GOAL: Shift the answer points in the rows below by 149: write out every line from the line with "Greenhouse-scouting request: tag the blue sandal" to the line with "(1048, 465)", both included, with 149 added to each x and y coordinate in the answers. Leave the text lines unchanged, and give only these lines.

○ ○ ○ ○ ○ ○ ○

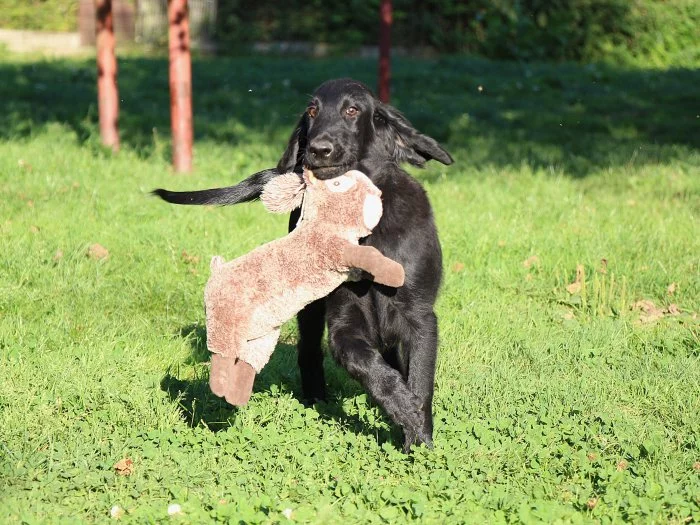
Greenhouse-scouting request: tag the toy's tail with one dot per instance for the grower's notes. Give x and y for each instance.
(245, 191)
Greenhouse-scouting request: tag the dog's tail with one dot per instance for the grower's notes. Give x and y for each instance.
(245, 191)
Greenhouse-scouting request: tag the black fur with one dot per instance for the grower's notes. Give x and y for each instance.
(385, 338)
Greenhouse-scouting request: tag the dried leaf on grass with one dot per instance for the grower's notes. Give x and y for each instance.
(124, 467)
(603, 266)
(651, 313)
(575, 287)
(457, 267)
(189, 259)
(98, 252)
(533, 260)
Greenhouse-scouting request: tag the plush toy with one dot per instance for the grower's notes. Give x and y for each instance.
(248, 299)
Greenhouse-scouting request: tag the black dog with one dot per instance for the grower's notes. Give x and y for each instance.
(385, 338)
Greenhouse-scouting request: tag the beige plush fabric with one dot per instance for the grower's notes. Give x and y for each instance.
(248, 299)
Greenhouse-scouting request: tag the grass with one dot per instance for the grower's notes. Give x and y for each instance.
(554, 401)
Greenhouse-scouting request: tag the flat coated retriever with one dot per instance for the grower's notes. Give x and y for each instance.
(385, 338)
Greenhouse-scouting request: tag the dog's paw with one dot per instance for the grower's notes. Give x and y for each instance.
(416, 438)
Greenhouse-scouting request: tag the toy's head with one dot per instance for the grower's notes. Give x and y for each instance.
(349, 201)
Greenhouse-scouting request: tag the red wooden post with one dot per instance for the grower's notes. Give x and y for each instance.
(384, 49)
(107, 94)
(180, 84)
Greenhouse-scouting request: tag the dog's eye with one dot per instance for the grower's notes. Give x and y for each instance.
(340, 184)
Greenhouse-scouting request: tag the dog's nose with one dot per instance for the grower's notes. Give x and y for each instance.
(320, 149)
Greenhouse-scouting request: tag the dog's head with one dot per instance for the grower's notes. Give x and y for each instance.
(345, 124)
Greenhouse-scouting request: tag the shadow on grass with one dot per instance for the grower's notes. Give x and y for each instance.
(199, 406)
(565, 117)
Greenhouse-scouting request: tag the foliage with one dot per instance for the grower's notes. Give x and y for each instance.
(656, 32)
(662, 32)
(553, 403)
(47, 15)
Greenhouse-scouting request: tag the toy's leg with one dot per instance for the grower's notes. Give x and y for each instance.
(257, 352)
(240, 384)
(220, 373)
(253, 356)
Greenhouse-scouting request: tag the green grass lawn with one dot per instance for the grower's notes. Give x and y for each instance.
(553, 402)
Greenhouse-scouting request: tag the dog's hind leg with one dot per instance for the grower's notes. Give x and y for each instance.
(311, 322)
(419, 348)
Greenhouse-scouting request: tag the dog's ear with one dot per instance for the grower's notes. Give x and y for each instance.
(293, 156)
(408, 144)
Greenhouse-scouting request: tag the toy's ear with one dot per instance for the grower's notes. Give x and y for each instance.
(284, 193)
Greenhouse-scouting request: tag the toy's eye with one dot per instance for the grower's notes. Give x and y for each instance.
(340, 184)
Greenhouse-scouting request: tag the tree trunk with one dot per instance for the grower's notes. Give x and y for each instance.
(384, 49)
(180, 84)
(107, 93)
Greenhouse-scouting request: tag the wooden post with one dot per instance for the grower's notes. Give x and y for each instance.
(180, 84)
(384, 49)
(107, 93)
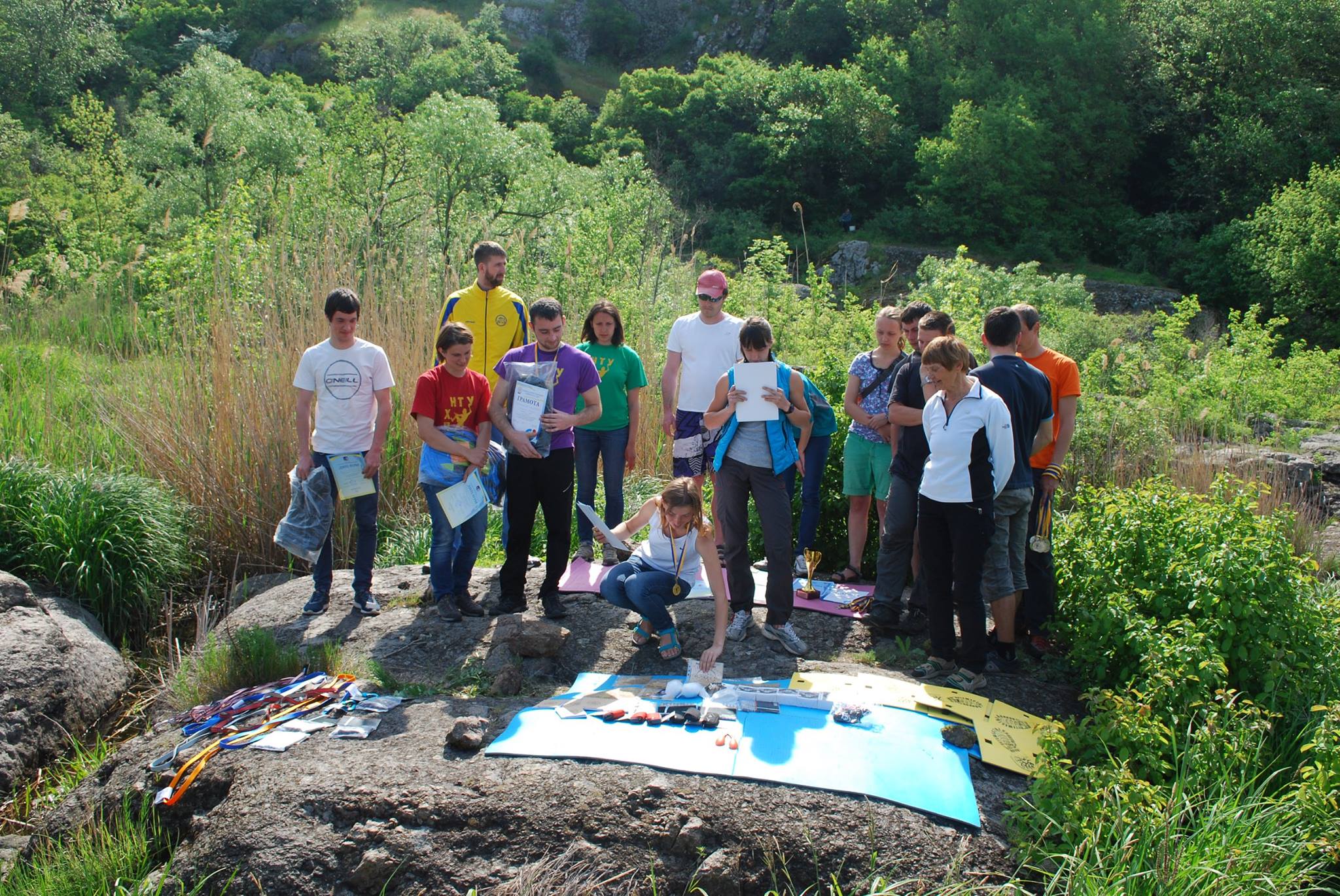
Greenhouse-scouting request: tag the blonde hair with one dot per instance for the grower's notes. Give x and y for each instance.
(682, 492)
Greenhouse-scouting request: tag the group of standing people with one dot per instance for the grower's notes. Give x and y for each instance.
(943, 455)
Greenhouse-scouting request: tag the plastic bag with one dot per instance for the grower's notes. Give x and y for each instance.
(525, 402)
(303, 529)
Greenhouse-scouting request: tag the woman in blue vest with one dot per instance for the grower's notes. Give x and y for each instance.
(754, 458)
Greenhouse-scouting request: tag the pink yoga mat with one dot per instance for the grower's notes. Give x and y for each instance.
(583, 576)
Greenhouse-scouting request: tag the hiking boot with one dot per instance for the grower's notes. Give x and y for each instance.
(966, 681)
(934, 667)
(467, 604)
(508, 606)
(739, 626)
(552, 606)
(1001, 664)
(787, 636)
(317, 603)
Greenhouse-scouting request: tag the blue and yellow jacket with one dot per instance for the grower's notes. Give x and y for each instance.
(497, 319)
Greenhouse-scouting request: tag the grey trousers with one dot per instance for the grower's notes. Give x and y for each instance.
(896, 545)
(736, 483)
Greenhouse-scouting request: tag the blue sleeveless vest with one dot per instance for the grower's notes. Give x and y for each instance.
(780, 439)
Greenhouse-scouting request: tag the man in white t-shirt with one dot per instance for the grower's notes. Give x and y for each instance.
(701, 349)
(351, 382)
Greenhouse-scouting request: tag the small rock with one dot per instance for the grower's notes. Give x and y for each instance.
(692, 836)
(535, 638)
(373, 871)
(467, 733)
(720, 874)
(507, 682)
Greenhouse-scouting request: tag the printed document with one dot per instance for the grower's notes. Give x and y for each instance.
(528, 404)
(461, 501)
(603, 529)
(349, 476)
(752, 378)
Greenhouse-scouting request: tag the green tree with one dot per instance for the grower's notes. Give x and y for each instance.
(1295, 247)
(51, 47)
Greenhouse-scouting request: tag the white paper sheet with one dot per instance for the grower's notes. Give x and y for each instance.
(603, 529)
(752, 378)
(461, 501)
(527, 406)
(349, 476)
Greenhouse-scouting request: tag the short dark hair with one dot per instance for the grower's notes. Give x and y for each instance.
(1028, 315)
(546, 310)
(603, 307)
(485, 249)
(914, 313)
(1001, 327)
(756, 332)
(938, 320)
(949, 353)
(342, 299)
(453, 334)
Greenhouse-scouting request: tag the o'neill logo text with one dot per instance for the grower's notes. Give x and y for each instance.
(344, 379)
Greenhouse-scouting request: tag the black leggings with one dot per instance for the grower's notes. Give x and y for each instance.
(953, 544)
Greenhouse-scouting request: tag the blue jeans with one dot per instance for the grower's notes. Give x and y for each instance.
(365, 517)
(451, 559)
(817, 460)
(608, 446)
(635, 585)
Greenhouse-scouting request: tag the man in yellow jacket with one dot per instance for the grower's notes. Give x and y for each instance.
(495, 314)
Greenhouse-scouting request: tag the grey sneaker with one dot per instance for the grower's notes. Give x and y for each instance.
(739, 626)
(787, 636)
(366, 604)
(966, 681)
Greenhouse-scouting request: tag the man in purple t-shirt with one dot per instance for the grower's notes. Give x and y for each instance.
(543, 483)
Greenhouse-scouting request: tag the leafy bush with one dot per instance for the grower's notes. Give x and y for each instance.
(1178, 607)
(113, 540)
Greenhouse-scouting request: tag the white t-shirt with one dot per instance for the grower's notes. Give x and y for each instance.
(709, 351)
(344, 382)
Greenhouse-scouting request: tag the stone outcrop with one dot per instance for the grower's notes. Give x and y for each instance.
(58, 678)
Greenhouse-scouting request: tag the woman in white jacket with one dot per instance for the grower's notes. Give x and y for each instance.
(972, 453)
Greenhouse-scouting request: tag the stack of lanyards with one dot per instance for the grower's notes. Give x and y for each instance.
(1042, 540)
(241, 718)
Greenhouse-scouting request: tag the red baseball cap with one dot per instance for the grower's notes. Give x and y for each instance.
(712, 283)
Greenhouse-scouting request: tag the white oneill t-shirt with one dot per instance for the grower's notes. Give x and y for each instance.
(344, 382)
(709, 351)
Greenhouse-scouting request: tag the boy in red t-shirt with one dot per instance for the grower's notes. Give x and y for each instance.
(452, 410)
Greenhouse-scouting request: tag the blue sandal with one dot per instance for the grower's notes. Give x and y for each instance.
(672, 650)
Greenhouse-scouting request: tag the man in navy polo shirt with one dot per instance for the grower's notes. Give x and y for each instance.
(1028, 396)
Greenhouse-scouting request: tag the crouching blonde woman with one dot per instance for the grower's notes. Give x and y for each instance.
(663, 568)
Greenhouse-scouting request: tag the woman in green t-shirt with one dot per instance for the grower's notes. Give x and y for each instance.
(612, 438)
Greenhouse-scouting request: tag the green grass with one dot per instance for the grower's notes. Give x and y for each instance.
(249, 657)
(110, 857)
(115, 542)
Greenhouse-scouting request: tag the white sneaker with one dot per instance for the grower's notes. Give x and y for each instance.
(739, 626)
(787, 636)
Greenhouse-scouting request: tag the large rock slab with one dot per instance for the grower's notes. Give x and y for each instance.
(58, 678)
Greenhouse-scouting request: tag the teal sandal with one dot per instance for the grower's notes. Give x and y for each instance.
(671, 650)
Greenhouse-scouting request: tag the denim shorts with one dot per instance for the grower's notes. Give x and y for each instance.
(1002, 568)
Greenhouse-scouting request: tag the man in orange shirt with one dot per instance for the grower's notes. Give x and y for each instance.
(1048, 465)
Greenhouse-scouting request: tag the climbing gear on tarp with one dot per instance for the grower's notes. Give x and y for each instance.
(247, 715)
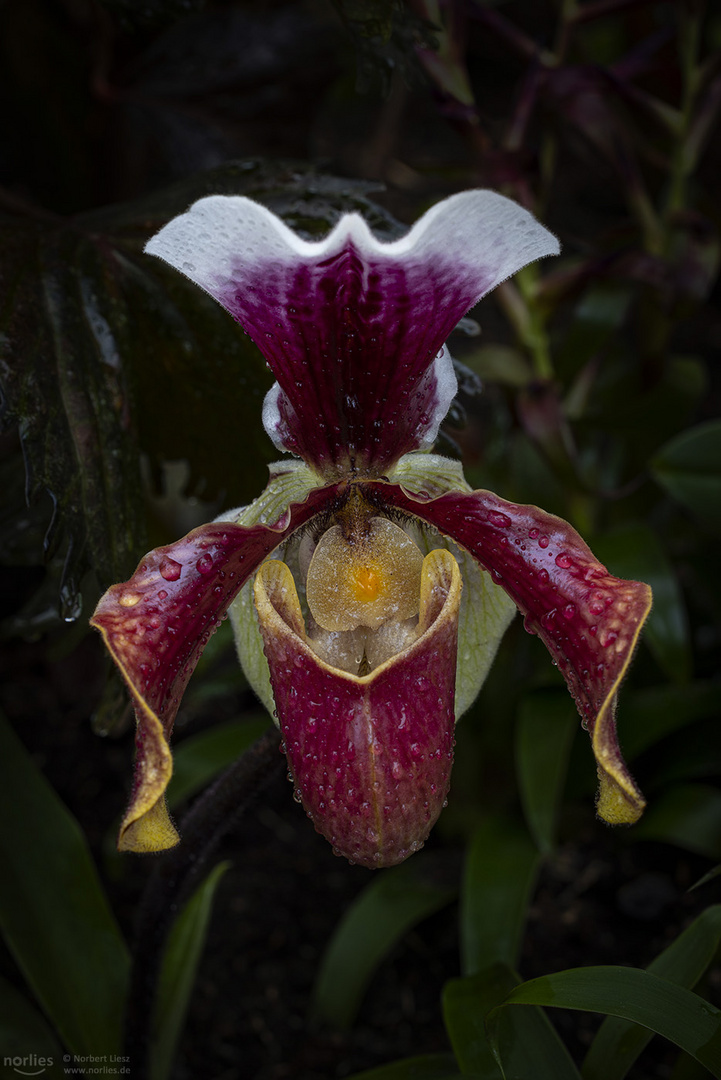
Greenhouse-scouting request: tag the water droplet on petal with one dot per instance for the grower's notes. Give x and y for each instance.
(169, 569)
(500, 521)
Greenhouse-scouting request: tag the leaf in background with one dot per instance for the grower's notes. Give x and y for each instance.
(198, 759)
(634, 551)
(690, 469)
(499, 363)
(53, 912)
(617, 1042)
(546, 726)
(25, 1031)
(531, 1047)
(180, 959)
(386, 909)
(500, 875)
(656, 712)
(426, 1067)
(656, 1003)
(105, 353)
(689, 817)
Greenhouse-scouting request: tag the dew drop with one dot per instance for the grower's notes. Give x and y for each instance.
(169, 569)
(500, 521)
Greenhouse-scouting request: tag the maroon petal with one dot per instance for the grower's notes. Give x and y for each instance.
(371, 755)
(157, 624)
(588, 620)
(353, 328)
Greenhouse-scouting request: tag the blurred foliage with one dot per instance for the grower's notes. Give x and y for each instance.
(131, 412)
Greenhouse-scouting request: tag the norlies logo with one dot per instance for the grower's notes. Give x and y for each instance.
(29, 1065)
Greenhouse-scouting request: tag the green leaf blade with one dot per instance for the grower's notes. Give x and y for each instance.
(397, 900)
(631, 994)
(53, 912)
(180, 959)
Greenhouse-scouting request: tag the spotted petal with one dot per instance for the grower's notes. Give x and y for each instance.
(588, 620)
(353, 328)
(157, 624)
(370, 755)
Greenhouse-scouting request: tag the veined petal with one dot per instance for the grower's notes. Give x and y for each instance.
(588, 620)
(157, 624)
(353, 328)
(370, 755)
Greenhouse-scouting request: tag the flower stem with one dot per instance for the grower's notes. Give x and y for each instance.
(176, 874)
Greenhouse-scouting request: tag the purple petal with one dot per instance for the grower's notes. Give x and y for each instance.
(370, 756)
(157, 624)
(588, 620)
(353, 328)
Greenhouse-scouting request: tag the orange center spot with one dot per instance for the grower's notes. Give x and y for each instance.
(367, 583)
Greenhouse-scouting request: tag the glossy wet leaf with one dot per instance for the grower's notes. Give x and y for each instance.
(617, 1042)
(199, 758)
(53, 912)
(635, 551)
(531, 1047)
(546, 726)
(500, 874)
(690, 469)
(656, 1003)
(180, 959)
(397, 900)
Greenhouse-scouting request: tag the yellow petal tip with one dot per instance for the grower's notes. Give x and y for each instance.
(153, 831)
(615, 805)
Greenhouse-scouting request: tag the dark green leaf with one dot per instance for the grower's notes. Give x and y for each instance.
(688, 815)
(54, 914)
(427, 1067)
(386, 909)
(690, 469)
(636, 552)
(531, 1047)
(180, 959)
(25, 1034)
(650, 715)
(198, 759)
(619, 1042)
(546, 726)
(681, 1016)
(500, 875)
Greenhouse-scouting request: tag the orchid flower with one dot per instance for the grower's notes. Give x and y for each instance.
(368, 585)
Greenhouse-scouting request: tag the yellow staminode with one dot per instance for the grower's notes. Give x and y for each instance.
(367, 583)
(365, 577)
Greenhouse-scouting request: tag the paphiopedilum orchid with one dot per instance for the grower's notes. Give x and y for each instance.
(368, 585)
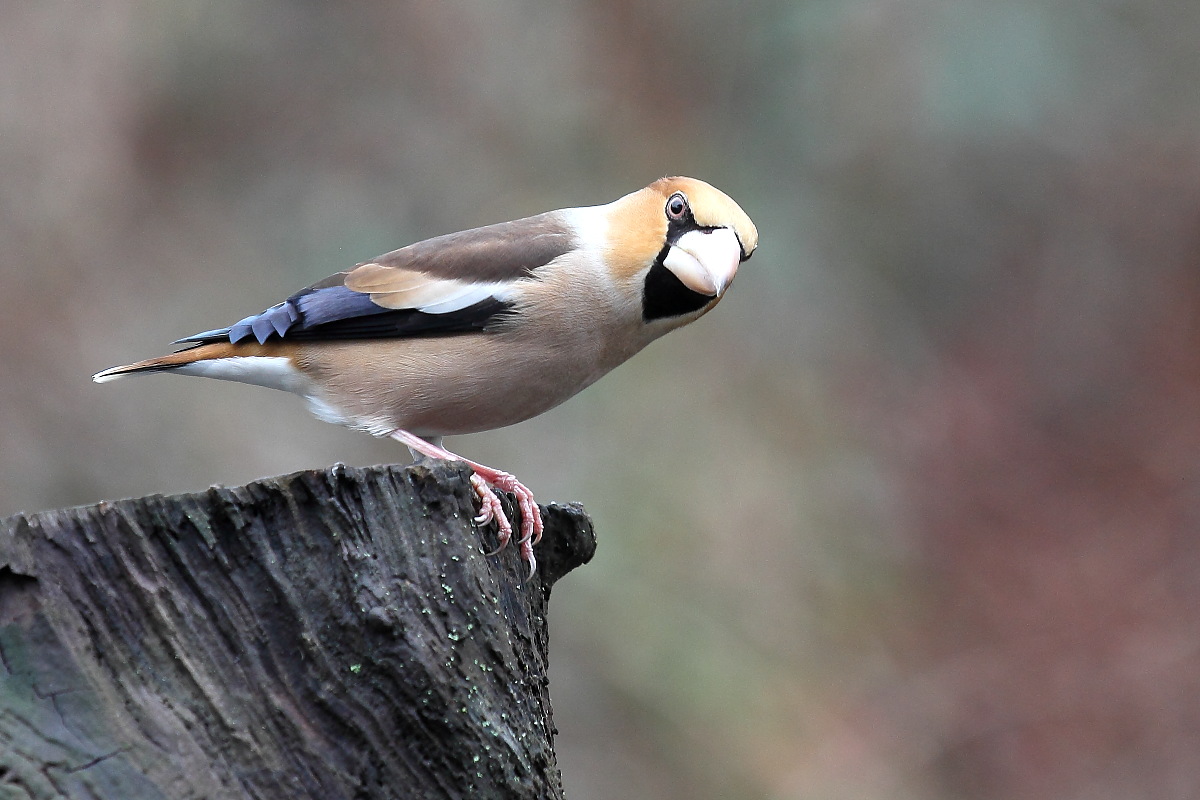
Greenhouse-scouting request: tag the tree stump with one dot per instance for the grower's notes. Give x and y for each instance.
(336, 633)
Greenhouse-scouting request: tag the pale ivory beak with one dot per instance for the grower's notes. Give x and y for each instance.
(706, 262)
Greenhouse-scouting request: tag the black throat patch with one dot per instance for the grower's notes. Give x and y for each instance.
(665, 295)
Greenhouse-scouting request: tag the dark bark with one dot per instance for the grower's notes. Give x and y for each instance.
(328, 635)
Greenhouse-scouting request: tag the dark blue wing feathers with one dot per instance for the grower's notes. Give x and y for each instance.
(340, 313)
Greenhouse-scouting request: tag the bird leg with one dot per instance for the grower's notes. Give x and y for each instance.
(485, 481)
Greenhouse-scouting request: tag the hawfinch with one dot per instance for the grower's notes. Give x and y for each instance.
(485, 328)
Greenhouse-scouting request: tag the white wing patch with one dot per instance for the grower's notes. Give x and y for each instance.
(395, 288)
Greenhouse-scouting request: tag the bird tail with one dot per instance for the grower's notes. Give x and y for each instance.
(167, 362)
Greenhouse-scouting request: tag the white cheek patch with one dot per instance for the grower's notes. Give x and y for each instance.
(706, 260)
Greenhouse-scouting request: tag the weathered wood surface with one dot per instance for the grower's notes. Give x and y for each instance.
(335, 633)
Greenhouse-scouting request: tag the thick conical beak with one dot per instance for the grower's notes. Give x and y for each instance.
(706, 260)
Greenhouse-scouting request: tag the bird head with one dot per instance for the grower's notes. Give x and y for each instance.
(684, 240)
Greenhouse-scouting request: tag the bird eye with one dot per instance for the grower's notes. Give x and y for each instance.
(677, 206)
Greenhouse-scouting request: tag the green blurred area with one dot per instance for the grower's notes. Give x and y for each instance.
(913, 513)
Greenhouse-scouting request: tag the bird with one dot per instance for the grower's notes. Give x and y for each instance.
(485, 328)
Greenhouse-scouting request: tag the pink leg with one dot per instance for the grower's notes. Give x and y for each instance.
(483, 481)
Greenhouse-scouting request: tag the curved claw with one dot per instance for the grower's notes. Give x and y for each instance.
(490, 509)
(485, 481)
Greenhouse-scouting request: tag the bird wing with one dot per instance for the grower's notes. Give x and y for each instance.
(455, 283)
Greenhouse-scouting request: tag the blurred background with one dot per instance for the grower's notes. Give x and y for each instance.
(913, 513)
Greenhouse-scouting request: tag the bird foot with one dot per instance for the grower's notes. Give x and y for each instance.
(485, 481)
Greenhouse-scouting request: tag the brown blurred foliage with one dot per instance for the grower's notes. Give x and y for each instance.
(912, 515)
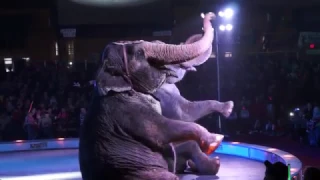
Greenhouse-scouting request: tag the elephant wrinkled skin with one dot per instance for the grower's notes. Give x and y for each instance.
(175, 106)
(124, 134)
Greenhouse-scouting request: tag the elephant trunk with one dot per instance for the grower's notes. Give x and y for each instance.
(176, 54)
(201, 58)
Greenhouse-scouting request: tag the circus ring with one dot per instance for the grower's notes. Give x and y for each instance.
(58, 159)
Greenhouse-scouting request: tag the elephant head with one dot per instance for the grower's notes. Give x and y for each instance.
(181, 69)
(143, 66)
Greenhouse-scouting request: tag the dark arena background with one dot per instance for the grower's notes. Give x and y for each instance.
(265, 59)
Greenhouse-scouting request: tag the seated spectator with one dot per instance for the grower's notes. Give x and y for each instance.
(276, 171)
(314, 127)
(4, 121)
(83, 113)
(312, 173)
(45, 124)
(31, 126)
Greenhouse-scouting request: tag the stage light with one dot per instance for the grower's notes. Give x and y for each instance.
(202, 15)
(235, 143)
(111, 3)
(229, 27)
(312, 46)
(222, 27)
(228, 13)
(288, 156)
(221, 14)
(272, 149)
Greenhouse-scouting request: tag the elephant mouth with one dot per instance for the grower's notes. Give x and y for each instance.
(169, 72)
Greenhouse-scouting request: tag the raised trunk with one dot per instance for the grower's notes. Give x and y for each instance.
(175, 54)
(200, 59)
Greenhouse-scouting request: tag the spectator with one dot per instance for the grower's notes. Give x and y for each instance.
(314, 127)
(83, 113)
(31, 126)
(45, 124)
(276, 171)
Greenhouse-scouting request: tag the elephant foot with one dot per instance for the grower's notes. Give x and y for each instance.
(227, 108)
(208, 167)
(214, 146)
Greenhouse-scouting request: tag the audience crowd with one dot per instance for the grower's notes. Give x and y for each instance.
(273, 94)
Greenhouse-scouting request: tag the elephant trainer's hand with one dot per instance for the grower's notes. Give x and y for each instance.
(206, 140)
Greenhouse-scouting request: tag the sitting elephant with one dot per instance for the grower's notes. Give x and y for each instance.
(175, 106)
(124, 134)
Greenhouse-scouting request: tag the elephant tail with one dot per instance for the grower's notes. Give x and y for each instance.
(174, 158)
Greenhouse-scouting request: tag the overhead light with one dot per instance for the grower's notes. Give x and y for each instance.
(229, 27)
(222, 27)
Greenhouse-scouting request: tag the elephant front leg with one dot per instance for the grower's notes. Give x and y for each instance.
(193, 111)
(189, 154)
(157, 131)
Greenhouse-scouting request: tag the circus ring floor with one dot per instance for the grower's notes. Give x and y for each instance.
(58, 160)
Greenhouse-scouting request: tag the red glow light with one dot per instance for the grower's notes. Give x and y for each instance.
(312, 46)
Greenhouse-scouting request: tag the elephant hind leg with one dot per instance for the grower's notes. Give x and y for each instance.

○ ○ ○ ○ ○ ○ ○

TASK SOLUTION:
Greenhouse-scouting request: tag the blue sandal with one dot per instance for the grower's notes. Give x and y for each instance.
(821, 799)
Greenhouse-scouting request: tag the man in navy polo shirt with one dot per instance for the grower's notes. Give x and y for each instance.
(1177, 545)
Greenhouse-scouting request: tag the crouching blonde woman with one dot per instance for the grower's notes. Give x and y for each instance.
(812, 717)
Greenhouse-scouting request: tag the woman in green t-shirt with one dot per instance for the grower's notes. Give x and y for each instance.
(761, 587)
Greenhouse-scouting request: tag the green grass with one dot per instance for the grower's notes. Give x and y for each instance.
(398, 806)
(259, 1006)
(264, 691)
Greenhouse-scouting request: tag the white sneaker with one dot per instance for the grower's notes. Give x and y for each instance.
(888, 775)
(936, 785)
Greenhouse-scouting request: tag the large rock slab with one dot per instance for the grower's notes. Give x and y for each instance.
(207, 827)
Greenhouse-scouting request: tag the teal sandal with one dot per instance for the grower's notes. Give x and y for each instance.
(820, 799)
Greenhouse-scouting request: tag the denim shorts with one dot per instance for the grower's notes. Give x and y for each instance.
(1151, 717)
Greenhouse-scouting request: tag the man in orange shirt with one dot per instance for the grower's notes. Give x and y for each instance.
(1197, 614)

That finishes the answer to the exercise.